## Page excerpt
[Start]

# Amazing Race returns 11/4



## flightrisk (Jul 25, 2001)

Amazing Race is scheduled to return on Sunday, 11/4 8PM in the spot vacated by _Viva Laughlin_... note CBS has an NFL double-header (late game: New England at Indianapolis), so pad accordingly.


----------



## TivoZorro (Jul 16, 2000)

Thank you soo much! I might have missed this otherwise! Glad to have it back.


----------



## pdhenry (Feb 28, 2005)

Tried to schedule, but the 4th isn't on tivo.com or Yahoo TV yet...


----------



## BigT4187 (Jul 24, 2006)

Great news! Thanks for the info!


----------



## MountainMan41 (Feb 28, 2005)

Thanks much for the heads up. I am looking forward to the new season with Phil and the new contestants.


----------



## eddyj (Jun 20, 2002)

Is it going to be HD or still SD?


----------



## JLucPicard (Jul 8, 2004)

I'm sure it will still be SD.


----------



## mhn2 (Sep 10, 2003)

TAR12 showed up in my guide data as The Amazing Race 12 this morning. I was able to setup a new season pass for it.


----------



## ThAbtO (Apr 6, 2000)

I haven't set a season pass to record Amazing Race and I have never missed a single episode. Because of the changing titles for each race, I have set a auto-recording wishlist for "Amazing Race." I haven't missed a single race since perhaps 'Amazing Race 3.' The only drawback is it will catch any "Amazing Race" in a show's description and record it as well, but its easy to just delete them.


----------



## trainman (Jan 29, 2001)

ThAbtO said:


> I haven't set a season pass to record Amazing Race and I have never missed a single episode. Because of the changing titles for each race, I have set a auto-recording wishlist for "Amazing Race." I haven't missed a single race since perhaps 'Amazing Race 3.' The only drawback is it will catch any "Amazing Race" in a show's description and record it as well, but its easy to just delete them.


Guess you don't get GSN, huh? (If you did, you would have been going crazy deleting their "Amazing Race" reruns from your To Do list.)


----------



## ThAbtO (Apr 6, 2000)

Only CBS.


----------



## mhn2 (Sep 10, 2003)

ThAbtO said:


> I haven't set a season pass to record Amazing Race and I have never missed a single episode. Because of the changing titles for each race, I have set a auto-recording wishlist for "Amazing Race." I haven't missed a single race since perhaps 'Amazing Race 3.' The only drawback is it will catch any "Amazing Race" in a show's description and record it as well, but its easy to just delete them.


Narrow your search down to "Amazing Race 12." That's how it came in on mt guide.


----------



## AccidenT (Oct 25, 2004)

mhn2 said:


> Narrow your search down to "Amazing Race 12." That's how it came in on mt guide.

[End]

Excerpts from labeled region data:
[Start]

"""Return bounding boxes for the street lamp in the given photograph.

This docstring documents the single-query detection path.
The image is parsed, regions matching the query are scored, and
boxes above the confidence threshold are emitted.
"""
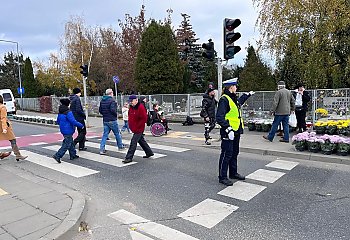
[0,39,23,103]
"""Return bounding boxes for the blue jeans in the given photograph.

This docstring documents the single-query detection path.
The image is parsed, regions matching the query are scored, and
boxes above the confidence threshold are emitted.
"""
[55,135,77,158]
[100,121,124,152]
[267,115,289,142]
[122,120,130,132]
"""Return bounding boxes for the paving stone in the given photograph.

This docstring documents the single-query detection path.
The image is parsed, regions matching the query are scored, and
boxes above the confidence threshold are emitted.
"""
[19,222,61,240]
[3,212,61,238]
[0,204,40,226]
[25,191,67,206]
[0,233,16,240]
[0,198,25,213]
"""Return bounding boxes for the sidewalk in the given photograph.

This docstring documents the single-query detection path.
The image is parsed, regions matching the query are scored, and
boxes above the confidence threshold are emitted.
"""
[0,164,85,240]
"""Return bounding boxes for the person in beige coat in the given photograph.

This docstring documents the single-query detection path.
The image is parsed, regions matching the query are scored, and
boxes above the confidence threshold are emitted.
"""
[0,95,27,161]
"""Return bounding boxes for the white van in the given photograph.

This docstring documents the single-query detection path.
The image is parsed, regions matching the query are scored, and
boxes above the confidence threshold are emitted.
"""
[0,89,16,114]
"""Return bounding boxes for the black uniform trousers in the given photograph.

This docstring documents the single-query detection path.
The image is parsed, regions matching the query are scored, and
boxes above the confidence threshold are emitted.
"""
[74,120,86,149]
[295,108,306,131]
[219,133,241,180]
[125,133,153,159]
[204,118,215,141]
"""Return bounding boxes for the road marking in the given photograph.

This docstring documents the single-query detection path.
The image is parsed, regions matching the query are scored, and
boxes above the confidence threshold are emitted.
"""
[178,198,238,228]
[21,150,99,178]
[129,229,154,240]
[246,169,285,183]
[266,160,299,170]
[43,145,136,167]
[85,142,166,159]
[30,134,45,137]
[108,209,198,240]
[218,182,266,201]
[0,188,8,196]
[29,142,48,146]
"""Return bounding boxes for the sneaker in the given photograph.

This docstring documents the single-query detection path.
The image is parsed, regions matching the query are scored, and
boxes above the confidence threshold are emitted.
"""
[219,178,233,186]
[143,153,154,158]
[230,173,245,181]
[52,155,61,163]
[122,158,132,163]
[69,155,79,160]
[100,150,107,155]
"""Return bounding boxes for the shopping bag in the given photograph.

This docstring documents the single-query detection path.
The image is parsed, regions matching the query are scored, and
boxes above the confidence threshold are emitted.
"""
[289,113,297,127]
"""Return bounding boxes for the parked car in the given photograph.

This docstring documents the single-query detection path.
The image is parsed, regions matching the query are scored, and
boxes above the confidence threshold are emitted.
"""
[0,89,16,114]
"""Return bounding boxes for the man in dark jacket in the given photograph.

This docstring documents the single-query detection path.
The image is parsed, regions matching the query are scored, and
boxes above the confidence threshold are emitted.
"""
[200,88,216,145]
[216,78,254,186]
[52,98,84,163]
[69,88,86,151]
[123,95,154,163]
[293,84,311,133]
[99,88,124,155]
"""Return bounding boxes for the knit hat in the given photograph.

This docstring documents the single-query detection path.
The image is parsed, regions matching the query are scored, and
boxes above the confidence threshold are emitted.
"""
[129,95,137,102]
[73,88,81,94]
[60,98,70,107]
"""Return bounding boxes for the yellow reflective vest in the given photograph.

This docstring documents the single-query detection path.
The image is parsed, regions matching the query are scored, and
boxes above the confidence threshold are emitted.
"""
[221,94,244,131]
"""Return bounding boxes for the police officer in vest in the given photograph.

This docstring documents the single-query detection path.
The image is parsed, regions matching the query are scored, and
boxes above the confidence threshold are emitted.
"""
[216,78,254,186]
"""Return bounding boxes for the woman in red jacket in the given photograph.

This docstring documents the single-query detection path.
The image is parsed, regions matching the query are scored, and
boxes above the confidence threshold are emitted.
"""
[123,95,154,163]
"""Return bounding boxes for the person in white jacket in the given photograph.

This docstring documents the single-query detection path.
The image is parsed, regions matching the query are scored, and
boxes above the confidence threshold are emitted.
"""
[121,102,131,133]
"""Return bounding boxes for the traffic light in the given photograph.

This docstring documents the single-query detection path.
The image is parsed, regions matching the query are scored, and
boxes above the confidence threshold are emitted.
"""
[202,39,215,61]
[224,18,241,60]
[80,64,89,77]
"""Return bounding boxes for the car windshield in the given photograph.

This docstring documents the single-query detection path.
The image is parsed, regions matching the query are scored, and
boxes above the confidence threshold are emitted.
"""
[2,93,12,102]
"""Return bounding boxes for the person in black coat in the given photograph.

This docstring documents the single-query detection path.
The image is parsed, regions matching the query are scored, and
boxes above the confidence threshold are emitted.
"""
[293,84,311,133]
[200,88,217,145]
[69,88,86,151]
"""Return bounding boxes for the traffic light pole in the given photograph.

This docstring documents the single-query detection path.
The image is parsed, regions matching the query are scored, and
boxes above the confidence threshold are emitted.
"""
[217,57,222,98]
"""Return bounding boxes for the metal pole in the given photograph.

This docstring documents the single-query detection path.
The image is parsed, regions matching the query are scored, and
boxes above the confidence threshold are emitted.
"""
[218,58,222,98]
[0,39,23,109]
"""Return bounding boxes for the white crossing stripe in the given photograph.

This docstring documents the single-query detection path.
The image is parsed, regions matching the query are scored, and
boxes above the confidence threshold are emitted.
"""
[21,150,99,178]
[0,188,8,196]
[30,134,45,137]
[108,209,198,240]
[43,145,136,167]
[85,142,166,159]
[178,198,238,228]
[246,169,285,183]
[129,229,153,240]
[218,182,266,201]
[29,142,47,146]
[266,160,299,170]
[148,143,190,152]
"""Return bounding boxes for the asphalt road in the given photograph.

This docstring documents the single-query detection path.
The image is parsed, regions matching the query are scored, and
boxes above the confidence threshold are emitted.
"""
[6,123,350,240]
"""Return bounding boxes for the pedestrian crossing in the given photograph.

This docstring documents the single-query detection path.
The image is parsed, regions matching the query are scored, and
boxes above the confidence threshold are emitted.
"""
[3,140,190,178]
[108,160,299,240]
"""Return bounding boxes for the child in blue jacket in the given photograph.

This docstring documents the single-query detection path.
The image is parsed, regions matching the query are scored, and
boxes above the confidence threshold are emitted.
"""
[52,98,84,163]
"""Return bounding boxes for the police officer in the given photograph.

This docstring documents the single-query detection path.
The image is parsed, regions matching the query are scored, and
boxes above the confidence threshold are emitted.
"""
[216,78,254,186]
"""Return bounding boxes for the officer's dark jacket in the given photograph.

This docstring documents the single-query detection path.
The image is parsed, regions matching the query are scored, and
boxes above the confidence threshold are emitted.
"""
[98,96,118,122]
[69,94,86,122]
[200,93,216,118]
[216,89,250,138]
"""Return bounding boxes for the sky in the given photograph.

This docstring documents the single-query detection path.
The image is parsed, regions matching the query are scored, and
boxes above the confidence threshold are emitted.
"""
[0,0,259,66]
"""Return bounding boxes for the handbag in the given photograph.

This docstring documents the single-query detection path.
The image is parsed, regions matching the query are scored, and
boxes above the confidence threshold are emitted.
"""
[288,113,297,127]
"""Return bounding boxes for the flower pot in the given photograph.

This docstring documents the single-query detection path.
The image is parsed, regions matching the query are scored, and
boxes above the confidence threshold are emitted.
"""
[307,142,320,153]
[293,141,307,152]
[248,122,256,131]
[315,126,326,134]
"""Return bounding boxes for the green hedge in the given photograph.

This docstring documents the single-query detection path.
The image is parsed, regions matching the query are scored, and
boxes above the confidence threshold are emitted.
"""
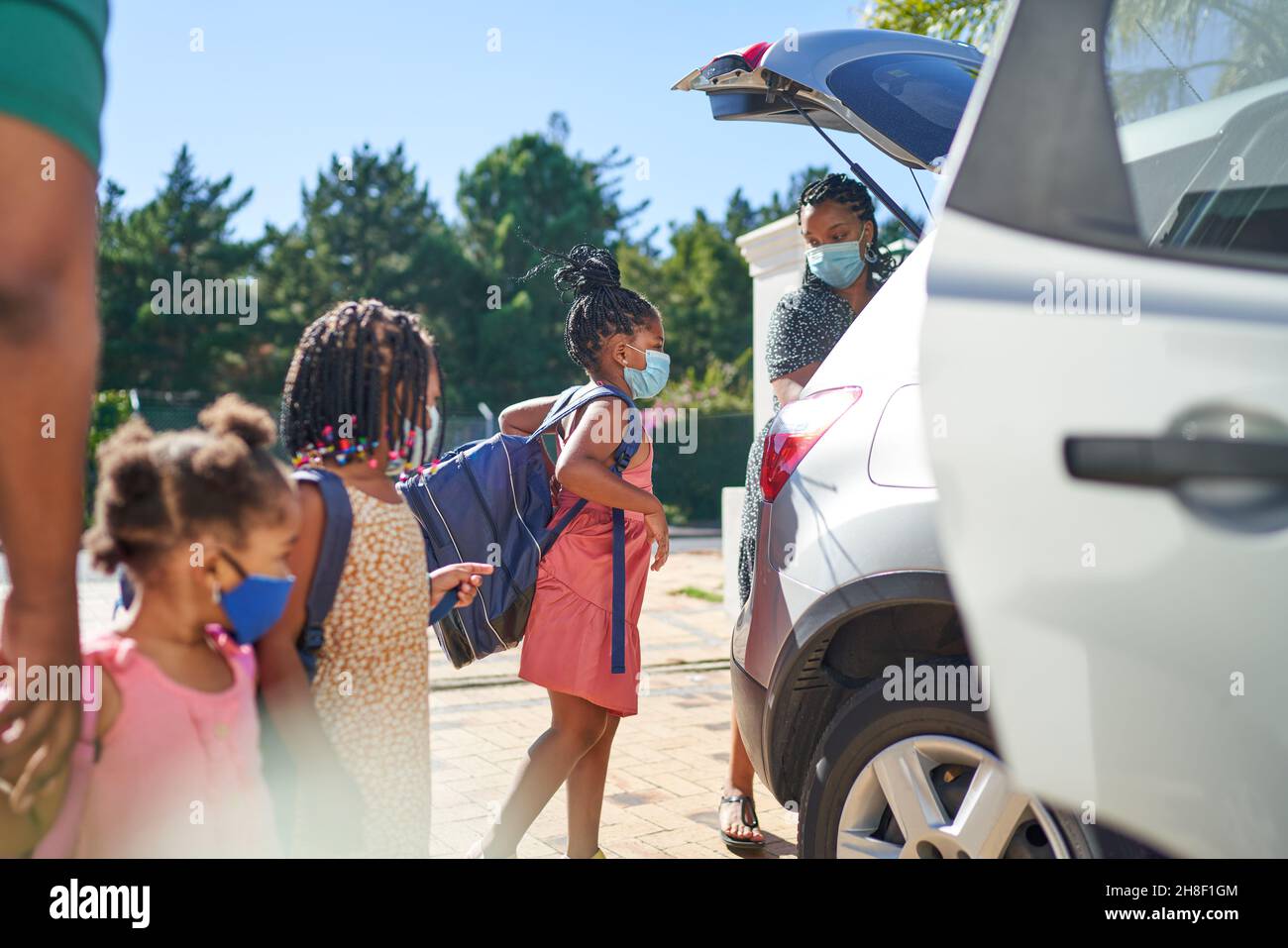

[End]
[Start]

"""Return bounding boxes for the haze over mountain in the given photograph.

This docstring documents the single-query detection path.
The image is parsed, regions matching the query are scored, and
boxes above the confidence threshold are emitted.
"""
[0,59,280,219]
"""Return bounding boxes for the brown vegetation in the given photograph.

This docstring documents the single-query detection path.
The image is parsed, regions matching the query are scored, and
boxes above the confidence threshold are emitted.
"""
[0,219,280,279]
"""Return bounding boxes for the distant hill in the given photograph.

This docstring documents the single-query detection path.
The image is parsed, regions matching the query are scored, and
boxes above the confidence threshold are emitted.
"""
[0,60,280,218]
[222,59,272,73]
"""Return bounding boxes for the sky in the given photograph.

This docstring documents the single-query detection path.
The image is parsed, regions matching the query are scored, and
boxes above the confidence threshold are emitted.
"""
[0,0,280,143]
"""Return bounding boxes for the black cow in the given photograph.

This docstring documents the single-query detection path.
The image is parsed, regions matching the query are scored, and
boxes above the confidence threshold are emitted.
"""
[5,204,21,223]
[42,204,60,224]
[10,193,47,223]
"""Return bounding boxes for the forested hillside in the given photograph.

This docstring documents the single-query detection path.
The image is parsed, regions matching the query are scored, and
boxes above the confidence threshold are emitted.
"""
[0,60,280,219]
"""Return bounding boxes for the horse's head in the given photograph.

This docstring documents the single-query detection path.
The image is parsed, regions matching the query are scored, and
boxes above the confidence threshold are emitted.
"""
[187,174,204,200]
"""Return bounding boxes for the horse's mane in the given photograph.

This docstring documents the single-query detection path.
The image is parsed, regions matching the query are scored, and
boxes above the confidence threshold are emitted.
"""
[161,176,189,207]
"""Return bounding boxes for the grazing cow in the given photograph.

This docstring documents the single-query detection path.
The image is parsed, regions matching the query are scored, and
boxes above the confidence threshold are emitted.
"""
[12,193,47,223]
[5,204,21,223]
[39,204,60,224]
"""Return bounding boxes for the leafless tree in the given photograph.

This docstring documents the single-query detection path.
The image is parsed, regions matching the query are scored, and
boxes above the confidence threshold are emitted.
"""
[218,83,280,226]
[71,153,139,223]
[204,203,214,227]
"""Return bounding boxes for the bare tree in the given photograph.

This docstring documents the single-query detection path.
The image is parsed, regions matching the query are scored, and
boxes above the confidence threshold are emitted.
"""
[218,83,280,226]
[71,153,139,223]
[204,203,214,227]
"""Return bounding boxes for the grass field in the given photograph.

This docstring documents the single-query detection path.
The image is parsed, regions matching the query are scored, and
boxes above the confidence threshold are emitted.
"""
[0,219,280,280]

[End]
[Start]

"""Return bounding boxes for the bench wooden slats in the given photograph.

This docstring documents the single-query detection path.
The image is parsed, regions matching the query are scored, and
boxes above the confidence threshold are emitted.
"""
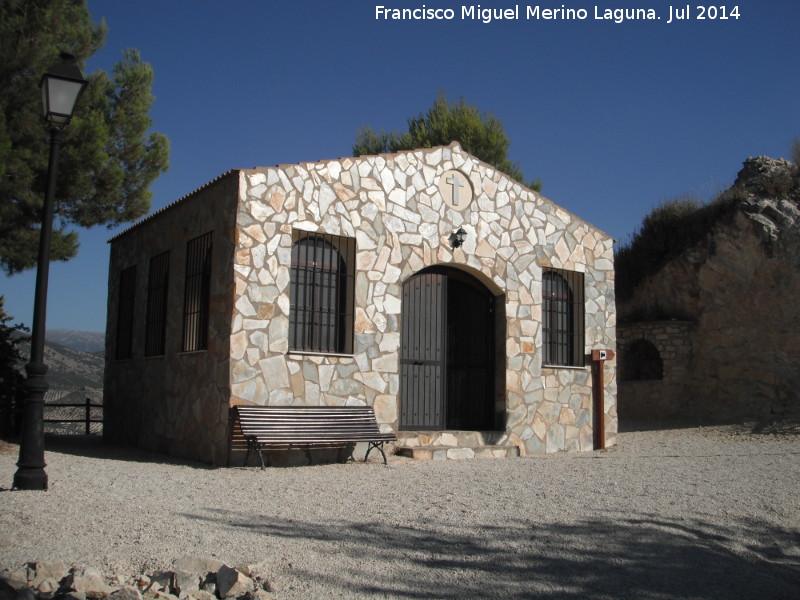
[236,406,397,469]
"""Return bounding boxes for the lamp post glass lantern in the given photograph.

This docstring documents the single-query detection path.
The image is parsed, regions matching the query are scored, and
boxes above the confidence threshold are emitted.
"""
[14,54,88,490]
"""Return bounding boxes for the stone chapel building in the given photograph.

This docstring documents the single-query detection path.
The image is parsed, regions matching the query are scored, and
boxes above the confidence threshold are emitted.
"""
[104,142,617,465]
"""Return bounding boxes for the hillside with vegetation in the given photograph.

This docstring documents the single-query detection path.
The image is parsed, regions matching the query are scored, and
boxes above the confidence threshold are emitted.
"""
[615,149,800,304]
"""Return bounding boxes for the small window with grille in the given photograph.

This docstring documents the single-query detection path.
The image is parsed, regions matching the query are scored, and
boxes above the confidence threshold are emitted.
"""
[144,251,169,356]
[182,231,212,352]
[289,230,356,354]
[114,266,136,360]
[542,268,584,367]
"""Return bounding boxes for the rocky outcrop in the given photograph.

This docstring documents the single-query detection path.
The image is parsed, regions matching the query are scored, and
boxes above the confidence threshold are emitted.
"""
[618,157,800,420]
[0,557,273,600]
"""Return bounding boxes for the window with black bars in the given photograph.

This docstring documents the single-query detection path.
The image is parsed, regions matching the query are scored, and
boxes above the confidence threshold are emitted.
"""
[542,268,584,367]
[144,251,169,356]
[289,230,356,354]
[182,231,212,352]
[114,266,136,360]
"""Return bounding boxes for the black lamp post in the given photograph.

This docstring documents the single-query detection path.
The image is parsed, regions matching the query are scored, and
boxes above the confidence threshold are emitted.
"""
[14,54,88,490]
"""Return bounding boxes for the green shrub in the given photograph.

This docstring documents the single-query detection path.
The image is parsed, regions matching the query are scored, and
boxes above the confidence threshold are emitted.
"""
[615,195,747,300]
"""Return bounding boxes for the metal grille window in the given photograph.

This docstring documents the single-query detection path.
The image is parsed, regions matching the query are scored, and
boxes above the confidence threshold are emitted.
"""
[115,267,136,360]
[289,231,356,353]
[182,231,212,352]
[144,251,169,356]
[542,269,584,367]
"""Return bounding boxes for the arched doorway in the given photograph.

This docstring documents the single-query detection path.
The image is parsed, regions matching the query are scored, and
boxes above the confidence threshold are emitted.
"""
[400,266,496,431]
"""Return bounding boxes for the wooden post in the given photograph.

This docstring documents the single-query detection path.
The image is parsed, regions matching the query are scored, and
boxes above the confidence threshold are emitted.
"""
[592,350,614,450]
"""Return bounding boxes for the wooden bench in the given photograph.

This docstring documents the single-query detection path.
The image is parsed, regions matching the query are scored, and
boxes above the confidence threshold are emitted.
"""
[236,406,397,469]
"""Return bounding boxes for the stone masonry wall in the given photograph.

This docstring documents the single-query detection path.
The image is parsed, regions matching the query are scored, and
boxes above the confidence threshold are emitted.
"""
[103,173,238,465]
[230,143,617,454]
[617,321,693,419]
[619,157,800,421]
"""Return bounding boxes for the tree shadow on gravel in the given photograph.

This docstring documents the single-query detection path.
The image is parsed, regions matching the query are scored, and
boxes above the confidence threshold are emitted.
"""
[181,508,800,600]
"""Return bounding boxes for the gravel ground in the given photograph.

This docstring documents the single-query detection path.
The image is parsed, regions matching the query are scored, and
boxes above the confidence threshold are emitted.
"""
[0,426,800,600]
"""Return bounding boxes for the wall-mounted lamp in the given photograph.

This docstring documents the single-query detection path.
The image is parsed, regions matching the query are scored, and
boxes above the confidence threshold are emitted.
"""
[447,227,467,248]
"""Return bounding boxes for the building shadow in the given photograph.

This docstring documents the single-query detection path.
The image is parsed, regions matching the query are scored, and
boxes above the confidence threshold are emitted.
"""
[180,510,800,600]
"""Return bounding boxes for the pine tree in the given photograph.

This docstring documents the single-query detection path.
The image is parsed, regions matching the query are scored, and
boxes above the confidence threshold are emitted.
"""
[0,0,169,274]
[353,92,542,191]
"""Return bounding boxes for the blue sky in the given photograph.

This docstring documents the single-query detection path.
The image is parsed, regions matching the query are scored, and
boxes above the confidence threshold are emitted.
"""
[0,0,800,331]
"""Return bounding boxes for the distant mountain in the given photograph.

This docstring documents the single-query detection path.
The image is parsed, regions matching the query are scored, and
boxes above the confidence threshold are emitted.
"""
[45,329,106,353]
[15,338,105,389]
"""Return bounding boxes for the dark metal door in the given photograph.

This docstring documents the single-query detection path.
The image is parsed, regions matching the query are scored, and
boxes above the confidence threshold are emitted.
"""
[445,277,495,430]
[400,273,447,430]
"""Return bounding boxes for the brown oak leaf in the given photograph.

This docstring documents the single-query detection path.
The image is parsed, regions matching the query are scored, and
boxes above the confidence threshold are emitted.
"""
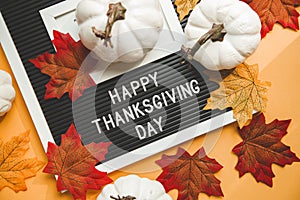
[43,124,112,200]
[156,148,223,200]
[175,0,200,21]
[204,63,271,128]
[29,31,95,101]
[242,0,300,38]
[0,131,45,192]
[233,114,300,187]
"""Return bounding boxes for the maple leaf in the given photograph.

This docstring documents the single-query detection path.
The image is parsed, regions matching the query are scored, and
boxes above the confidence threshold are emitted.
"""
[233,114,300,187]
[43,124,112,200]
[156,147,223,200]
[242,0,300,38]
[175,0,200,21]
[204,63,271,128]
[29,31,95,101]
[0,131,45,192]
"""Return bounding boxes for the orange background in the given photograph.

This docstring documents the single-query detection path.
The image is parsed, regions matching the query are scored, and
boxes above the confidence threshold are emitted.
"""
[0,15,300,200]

[End]

## Requirements
1. In the Amazing Race thread, which NFL game is named as the late game of the CBS double-header?
2. Echo the Amazing Race thread from "Amazing Race is" to "have it back.".
None of these items has anything to do with the work here.

## Outputs
1. New England at Indianapolis.

2.
Amazing Race is scheduled to return on Sunday, 11/4 8PM in the spot vacated by _Viva Laughlin_... note CBS has an NFL double-header (late game: New England at Indianapolis), so pad accordingly.


----------



## TivoZorro (Jul 16, 2000)

Thank you soo much! I might have missed this otherwise! Glad to have it back.